[start DATA SUPPLIED]
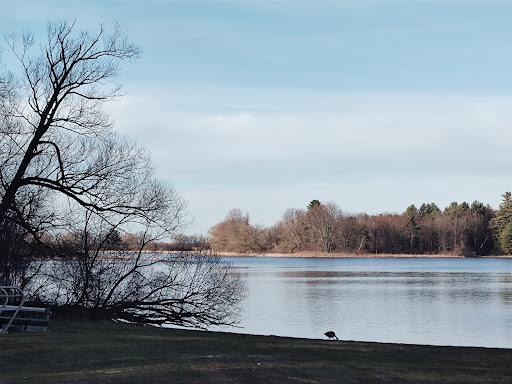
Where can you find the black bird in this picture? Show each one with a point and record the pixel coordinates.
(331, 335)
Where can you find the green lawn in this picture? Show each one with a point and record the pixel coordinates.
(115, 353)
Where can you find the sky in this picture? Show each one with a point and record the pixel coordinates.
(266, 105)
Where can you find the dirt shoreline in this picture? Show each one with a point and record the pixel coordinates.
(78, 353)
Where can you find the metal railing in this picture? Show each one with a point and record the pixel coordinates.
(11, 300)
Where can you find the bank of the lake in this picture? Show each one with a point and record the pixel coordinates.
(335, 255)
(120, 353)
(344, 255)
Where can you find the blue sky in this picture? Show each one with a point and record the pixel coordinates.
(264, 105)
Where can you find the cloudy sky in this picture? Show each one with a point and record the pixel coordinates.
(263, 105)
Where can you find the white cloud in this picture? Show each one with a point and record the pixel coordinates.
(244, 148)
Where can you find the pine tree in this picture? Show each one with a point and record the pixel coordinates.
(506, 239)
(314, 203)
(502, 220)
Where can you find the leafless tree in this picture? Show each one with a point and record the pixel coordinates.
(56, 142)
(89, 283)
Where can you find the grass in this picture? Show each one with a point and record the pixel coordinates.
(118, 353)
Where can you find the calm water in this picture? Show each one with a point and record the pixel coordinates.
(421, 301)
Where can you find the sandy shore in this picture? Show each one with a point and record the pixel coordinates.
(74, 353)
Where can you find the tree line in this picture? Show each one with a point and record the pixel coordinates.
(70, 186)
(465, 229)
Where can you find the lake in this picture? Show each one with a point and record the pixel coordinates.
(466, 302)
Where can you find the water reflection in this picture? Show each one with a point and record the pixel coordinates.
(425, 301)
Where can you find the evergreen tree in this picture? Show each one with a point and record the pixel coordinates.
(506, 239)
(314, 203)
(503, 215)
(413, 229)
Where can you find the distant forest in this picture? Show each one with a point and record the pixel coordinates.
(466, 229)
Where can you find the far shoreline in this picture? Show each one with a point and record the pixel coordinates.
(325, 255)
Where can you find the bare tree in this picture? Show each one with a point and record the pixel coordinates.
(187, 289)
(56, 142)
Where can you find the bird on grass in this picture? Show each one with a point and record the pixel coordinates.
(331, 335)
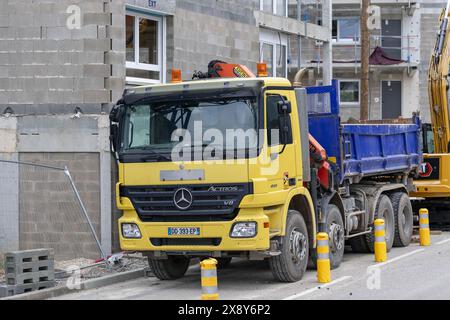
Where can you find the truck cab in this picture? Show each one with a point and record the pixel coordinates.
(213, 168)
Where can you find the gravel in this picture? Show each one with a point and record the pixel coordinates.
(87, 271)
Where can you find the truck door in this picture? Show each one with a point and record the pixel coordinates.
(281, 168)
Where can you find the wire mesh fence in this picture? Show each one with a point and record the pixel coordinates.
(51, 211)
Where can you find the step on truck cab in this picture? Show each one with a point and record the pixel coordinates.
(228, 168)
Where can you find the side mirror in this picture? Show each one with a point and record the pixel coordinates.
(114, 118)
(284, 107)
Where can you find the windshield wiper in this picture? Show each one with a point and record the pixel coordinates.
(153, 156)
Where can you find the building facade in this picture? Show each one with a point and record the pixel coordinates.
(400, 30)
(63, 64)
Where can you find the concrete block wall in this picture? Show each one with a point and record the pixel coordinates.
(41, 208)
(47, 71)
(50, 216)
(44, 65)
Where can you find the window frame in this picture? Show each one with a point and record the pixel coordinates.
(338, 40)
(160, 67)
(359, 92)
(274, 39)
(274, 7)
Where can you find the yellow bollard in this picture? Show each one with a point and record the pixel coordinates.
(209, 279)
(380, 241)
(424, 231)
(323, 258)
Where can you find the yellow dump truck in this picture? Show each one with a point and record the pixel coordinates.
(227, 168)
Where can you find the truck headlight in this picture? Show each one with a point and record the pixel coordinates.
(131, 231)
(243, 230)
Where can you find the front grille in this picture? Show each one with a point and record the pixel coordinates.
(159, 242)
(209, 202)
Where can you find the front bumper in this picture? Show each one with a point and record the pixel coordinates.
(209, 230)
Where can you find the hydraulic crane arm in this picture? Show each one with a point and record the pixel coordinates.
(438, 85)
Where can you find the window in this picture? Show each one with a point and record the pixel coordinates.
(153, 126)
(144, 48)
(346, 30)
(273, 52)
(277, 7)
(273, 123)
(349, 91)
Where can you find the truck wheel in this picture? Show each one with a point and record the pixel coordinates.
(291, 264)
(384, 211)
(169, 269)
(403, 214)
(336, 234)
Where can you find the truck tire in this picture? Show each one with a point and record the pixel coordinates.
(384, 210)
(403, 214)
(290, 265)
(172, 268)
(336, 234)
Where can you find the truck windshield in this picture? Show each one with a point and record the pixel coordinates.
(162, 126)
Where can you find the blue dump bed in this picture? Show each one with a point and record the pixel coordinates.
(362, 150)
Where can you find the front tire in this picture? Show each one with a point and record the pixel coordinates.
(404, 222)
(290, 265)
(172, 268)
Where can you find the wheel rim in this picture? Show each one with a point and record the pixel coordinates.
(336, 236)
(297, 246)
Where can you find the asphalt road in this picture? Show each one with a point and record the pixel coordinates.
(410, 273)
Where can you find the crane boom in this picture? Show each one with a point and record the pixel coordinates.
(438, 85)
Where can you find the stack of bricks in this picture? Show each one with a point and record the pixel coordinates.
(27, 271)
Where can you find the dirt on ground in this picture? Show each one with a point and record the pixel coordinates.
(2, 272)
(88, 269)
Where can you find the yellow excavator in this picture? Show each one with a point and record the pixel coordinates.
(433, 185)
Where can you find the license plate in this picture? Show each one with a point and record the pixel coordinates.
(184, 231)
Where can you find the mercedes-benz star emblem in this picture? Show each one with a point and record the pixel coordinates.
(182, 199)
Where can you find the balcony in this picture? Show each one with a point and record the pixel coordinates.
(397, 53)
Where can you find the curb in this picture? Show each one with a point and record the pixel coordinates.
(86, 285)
[end DATA SUPPLIED]
[start DATA SUPPLIED]
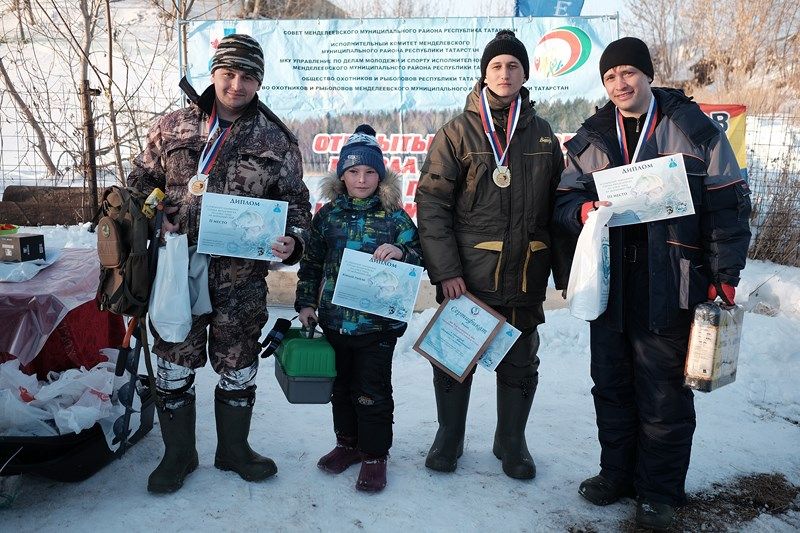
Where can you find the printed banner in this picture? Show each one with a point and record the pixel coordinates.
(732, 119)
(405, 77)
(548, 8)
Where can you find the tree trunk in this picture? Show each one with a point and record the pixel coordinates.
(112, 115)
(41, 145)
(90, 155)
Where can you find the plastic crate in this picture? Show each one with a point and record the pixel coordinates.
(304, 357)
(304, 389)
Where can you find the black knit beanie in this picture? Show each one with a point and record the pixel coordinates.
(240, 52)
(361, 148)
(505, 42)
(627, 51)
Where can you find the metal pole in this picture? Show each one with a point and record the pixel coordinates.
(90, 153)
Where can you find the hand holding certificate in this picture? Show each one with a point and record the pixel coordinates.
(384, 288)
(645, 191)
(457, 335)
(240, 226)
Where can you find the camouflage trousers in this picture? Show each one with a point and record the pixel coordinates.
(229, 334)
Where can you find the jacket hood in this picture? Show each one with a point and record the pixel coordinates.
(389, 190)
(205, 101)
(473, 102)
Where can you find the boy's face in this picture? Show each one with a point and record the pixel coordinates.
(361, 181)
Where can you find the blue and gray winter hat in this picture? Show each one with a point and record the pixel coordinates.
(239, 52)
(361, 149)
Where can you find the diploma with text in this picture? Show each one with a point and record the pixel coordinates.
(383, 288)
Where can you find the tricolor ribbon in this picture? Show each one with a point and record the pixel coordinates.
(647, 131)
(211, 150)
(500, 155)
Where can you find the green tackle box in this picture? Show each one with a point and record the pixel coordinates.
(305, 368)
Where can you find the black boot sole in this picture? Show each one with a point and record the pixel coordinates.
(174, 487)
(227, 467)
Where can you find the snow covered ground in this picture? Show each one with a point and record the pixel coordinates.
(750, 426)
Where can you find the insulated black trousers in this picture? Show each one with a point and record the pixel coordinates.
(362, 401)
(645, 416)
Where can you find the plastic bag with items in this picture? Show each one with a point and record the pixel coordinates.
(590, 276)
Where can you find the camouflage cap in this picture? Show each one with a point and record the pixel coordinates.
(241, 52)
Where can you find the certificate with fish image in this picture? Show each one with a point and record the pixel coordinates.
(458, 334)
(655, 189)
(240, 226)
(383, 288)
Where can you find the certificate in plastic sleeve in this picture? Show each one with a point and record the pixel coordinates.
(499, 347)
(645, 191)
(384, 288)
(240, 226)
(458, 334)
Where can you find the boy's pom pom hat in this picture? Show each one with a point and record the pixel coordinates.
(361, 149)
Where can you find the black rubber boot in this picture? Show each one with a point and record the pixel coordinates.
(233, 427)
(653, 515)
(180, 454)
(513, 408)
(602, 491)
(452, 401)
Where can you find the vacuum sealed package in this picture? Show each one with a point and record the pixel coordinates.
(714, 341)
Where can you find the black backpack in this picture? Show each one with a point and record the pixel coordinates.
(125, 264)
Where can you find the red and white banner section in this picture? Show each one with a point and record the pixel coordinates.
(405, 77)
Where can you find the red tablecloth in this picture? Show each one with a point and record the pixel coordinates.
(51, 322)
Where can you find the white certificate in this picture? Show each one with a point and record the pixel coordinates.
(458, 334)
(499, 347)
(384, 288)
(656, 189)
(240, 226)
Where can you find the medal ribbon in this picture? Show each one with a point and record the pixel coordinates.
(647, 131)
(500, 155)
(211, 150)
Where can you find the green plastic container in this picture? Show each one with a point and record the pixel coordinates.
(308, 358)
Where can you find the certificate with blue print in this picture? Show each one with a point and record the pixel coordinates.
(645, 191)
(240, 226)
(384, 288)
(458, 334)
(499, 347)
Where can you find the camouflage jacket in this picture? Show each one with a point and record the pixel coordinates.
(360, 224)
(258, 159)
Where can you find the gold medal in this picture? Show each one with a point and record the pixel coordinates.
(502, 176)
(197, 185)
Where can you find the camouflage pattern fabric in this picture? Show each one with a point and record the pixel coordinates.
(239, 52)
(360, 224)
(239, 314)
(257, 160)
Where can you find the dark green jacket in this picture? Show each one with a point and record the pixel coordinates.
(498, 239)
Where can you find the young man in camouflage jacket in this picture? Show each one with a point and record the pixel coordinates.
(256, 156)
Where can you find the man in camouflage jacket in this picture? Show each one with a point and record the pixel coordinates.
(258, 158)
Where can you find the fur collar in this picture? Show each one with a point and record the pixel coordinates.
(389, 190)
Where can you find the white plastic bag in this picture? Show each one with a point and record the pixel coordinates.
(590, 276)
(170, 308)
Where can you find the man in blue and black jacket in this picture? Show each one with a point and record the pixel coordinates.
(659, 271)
[end DATA SUPPLIED]
Please show every line of the records that contains the string "tree", copying each matching line in full. Case counts.

> _EXERCISE ANSWER_:
Where can you find the pine tree in this picture? Show each one with a point and record the pixel coordinates.
Where can you find the leafless tree in this picture? Show each one with a point and record the pixel coordinates.
Where can you find the tree line in this picture? Show each one with a point and record the pixel coordinates.
Where can you find the evergreen tree in this picture? Show each one with a point and record the pixel coordinates.
Where can you find the bare tree in this picture? Show each one with a point and record the pixel coordinates.
Where can you find the tree trunk in this picture? Show each one with a point and record the pixel coordinates.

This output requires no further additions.